**Task objective**
Return each line of the data below that contains the string "luggage".

**Saved entries**
>>>

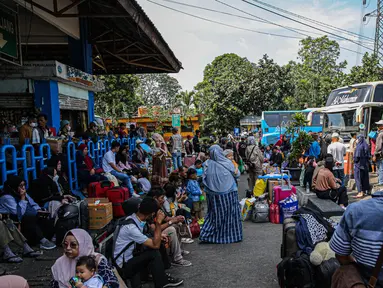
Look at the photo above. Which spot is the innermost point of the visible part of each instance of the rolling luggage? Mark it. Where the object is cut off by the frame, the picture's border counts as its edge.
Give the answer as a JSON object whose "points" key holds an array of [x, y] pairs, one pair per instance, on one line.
{"points": [[289, 241], [98, 189], [117, 196], [189, 160], [282, 191]]}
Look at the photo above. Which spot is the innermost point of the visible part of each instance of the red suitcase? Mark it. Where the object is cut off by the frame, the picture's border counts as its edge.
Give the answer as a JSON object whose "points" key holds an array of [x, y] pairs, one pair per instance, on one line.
{"points": [[117, 196], [98, 189], [281, 192]]}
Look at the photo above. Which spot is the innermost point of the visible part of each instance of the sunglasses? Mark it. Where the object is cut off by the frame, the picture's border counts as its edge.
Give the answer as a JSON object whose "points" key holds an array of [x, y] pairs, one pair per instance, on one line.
{"points": [[72, 245]]}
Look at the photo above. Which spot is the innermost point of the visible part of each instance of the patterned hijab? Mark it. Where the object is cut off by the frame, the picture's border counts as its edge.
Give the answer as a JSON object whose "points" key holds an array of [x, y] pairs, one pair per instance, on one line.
{"points": [[65, 267], [157, 137], [218, 173]]}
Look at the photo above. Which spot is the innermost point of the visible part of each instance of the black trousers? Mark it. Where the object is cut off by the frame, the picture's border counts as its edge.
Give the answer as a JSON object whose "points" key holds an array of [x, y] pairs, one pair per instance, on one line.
{"points": [[339, 194], [148, 260], [35, 229]]}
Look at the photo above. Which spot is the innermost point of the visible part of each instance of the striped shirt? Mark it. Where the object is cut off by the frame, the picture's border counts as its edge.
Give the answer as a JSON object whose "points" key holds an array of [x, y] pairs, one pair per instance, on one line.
{"points": [[360, 233]]}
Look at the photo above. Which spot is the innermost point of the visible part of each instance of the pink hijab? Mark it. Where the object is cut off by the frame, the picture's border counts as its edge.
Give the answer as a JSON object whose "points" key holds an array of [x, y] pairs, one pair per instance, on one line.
{"points": [[64, 267]]}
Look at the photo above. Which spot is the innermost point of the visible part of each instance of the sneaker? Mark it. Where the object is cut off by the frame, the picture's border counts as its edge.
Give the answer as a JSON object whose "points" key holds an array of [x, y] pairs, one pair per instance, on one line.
{"points": [[182, 263], [47, 245], [187, 240], [173, 282]]}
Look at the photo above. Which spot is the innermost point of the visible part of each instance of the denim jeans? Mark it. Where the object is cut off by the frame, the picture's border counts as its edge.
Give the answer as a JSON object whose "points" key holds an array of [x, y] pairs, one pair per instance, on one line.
{"points": [[177, 160], [125, 179], [379, 165], [339, 173]]}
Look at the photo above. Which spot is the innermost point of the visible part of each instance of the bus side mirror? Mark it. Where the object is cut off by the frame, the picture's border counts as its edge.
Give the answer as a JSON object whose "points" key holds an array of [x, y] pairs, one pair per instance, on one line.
{"points": [[359, 115]]}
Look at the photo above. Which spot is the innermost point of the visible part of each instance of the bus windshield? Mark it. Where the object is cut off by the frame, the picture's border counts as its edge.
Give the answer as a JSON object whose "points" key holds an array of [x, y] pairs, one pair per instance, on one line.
{"points": [[350, 95], [342, 121]]}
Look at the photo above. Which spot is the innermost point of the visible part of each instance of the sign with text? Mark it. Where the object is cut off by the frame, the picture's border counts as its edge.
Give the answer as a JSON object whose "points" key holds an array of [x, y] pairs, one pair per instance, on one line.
{"points": [[176, 120], [9, 48]]}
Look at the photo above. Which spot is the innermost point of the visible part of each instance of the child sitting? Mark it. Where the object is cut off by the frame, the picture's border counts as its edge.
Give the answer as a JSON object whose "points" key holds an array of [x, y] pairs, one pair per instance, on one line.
{"points": [[143, 182], [194, 192], [86, 273]]}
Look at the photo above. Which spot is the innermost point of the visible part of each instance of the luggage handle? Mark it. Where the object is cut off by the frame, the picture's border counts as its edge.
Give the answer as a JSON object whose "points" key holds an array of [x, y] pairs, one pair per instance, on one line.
{"points": [[288, 178]]}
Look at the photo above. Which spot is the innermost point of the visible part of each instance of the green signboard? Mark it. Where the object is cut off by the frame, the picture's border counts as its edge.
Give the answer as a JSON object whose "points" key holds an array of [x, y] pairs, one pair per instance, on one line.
{"points": [[8, 34], [176, 120]]}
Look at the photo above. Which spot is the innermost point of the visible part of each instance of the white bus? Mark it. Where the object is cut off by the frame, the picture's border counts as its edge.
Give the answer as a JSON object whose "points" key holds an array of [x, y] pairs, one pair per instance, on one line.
{"points": [[353, 108]]}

<<<

**Result of this exercise**
Look at the photo above. Which spot is the innermost point of the visible part of each instance of the rolling luggage? Mark it. Where the object is cut off by the frame, the picture's border counts as its edge.
Look at the photo above. Which spot is the innermost point of the visible part of each instance of the luggage handle? Mark it. Where the object is cut off by the frame, the picture's border counts as its edge.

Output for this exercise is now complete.